Show every line in the records below that contains the word "Please", copying each line in full.
*****
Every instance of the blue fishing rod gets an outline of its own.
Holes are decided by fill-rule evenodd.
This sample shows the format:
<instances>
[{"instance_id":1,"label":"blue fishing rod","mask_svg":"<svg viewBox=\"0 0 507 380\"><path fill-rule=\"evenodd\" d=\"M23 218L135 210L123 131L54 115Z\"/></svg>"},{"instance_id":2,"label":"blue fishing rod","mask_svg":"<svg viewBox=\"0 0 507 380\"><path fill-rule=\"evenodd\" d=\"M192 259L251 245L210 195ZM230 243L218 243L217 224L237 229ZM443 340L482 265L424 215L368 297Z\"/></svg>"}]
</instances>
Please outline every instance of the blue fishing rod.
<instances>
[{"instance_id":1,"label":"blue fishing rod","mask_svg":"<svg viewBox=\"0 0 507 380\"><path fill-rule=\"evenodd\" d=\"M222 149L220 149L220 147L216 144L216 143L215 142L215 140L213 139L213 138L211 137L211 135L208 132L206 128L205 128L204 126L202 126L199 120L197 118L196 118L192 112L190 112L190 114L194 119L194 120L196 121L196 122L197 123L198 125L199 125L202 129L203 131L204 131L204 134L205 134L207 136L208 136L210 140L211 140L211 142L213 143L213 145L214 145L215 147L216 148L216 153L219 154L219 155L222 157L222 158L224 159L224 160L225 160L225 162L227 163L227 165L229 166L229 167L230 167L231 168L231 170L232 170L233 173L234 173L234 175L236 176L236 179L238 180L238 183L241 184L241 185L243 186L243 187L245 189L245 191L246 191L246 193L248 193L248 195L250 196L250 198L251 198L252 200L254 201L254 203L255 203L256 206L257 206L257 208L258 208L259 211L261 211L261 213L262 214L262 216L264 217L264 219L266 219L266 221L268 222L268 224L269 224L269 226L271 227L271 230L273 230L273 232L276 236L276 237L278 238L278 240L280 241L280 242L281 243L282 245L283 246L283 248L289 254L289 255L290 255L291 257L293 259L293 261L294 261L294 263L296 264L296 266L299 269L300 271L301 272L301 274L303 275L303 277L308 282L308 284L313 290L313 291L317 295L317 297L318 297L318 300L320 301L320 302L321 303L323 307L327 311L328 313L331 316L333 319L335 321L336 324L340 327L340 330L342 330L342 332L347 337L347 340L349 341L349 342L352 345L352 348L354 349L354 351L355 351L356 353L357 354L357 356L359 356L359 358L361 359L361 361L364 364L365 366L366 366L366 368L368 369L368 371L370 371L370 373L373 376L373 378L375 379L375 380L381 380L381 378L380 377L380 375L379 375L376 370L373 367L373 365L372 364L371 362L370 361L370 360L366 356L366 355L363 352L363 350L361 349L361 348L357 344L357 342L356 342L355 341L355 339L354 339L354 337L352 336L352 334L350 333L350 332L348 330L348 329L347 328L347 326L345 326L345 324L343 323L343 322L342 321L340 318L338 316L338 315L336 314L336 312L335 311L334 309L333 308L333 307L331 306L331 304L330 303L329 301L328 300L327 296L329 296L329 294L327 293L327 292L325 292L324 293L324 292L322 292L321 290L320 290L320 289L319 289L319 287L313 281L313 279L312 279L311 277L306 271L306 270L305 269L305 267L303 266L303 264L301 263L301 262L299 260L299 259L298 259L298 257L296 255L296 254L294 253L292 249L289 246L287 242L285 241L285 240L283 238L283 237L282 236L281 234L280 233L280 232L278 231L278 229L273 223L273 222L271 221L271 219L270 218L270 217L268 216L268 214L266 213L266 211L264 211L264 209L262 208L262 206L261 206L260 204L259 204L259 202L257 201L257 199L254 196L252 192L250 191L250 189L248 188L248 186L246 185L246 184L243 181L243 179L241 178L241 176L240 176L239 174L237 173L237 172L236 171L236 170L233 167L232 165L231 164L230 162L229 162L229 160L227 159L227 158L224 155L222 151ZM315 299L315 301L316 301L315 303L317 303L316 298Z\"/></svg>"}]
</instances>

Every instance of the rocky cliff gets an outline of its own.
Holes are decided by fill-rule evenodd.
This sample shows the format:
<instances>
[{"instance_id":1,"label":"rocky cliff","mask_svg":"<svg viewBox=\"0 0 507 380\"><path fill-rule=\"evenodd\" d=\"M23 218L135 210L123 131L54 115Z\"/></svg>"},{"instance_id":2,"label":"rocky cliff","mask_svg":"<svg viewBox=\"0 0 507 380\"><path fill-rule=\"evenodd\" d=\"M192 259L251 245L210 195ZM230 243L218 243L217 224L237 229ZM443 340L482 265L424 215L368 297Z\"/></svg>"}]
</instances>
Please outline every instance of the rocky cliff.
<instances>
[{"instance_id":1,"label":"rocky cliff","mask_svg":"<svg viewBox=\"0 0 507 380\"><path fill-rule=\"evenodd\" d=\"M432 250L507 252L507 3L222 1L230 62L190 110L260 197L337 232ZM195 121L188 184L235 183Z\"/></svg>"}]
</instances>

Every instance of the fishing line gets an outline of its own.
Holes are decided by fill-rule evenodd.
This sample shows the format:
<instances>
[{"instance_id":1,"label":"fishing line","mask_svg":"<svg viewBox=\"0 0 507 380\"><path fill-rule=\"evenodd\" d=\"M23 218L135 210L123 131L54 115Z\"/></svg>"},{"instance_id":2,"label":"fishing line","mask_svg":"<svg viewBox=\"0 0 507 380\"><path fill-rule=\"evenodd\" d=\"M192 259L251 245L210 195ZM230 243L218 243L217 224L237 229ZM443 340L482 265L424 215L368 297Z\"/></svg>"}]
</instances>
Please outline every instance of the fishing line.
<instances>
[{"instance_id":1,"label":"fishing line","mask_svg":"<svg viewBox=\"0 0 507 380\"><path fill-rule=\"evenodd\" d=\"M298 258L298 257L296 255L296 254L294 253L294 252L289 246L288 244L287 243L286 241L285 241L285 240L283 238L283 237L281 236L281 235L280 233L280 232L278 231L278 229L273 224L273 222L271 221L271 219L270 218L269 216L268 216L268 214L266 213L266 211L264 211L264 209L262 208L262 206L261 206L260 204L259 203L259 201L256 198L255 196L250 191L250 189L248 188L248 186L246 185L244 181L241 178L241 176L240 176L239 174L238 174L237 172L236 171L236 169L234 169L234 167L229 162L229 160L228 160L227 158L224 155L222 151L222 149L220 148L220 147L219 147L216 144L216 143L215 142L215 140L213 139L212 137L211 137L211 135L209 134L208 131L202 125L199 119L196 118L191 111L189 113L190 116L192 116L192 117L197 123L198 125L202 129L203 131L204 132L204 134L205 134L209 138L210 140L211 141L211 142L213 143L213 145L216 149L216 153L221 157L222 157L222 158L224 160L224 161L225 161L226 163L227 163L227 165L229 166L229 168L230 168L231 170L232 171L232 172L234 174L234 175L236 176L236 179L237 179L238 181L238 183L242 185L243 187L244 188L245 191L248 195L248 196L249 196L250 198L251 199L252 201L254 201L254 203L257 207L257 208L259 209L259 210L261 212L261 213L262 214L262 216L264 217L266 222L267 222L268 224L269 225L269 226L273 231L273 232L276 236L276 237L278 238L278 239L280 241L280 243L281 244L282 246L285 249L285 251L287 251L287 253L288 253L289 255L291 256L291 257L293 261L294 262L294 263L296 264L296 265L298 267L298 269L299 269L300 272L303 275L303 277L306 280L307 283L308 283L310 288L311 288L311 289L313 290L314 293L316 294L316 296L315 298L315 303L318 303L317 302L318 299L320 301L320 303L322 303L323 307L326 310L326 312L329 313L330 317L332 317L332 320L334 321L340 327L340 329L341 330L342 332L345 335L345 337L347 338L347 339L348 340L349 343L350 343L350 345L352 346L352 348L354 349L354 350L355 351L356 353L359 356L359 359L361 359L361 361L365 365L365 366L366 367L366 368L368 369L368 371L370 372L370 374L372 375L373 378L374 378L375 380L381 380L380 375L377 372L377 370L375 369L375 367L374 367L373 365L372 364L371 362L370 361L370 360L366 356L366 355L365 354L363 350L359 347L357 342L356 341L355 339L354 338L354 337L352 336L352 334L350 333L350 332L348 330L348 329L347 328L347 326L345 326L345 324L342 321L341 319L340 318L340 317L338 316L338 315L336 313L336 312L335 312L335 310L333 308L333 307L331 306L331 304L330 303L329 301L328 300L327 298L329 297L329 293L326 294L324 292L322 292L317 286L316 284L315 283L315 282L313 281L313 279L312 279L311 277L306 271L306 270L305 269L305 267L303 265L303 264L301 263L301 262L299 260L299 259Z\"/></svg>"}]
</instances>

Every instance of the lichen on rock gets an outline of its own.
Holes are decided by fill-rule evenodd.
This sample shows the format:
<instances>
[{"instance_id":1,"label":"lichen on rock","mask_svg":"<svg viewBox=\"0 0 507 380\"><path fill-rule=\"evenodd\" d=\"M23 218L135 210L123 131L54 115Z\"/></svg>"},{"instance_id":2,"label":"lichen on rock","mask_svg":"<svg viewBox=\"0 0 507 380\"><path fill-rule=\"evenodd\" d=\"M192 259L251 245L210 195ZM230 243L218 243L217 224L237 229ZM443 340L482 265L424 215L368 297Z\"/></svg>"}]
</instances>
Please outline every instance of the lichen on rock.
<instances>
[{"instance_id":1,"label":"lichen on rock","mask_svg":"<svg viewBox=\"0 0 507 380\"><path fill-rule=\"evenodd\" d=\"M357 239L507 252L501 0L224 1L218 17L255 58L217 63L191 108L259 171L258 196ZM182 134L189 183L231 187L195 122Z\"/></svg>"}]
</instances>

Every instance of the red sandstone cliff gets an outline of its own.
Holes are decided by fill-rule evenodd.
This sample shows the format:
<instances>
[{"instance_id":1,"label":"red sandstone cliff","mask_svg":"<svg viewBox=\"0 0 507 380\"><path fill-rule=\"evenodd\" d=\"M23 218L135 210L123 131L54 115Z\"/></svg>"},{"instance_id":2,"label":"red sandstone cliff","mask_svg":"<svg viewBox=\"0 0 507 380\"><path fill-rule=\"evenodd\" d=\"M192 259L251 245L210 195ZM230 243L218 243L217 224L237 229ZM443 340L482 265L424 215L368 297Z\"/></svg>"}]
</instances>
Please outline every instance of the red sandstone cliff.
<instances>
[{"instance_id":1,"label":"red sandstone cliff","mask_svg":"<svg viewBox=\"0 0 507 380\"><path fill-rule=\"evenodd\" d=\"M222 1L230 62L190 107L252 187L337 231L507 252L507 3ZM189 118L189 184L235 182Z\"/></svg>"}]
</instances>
*****
- _ANSWER_
Please outline every instance of the blue fishing rod.
Please outline every instance of the rocky cliff.
Please outline every instance of the fishing line.
Please outline every instance of the lichen on rock.
Please outline every instance of the red sandstone cliff.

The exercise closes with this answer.